(Stored data)

▶

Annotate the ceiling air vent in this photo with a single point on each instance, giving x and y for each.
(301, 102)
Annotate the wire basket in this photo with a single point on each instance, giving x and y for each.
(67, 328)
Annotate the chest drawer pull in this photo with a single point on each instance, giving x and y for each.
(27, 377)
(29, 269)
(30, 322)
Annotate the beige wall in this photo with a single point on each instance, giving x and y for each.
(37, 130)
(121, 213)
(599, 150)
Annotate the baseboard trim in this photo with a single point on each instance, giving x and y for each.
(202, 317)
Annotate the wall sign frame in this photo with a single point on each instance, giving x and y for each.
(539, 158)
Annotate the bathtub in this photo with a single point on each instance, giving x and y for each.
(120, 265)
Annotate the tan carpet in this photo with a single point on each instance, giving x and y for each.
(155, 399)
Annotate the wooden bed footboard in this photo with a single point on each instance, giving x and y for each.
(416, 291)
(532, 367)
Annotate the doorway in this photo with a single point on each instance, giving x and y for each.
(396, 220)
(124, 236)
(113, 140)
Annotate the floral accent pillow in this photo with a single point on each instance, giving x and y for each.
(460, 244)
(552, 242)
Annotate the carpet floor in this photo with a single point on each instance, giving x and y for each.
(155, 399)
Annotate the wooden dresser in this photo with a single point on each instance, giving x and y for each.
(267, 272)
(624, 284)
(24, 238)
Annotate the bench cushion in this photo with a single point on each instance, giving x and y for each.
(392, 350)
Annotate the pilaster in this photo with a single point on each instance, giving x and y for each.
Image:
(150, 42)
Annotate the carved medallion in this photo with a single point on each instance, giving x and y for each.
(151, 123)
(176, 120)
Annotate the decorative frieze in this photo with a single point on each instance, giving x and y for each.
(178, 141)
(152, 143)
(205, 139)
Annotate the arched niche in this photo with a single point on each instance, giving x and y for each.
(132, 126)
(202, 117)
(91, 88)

◀

■ **TO DO**
Exact retyping of all the entries is required.

■ **ANSWER TO THIS PROBLEM**
Annotate the ceiling air vent in this photo with a single point on each instance, giving x and y for each.
(301, 102)
Annotate the wire basket in this photo with a single point on each instance, giving x and y for each.
(67, 328)
Annotate the chest drawer pull in this photo with a single point on each instance, giving x and y for each.
(27, 377)
(29, 269)
(30, 322)
Annotate the beige wall in this photo with a single point on each instance, giving x and y for each.
(37, 130)
(121, 213)
(599, 150)
Annotate the baseboard trim in this photo with a single point on each instance, giving x and y for each.
(202, 317)
Annotate the wall sign frame in this photo with a single point on each instance, giving x and y for each.
(539, 158)
Annotate the bathtub in this photo with a single point on each instance, giving x and y for each.
(120, 265)
Annotate the tan carpet in this photo with a single point on each instance, giving x and y for each.
(155, 399)
Annotate the wooden bed footboard in this photo with a single point on each instance, giving x and y for each.
(416, 291)
(532, 367)
Annotate the doorway in this photo with a single point on each instance, giving x and y for each.
(396, 220)
(124, 236)
(113, 140)
Annotate the floral accent pillow in this photo with a single point on each instance, giving x and y for each.
(460, 244)
(552, 242)
Annotate the carpet floor in this photo with a single point on each instance, giving x and y for each.
(155, 399)
Annotate the wooden dresser in this photo with a single point on each instance, giving x and y for each.
(267, 272)
(624, 284)
(24, 238)
Annotate the bench cushion in this photo with a single point on each instance, giving x and y for each.
(392, 350)
Annotate the pilaster in this photo with a single point on each instance, giving x and y for each.
Image:
(150, 42)
Annotate the carved medallion in this photo with a single point on each instance, giving x and y for each.
(151, 123)
(176, 120)
Annotate the decorative frieze in this photo with a single point on each instance, giving x and y for each.
(178, 141)
(152, 143)
(205, 139)
Annotate the arched niche in this photo with a single point on each instance, giving x and y for each.
(132, 126)
(202, 117)
(91, 88)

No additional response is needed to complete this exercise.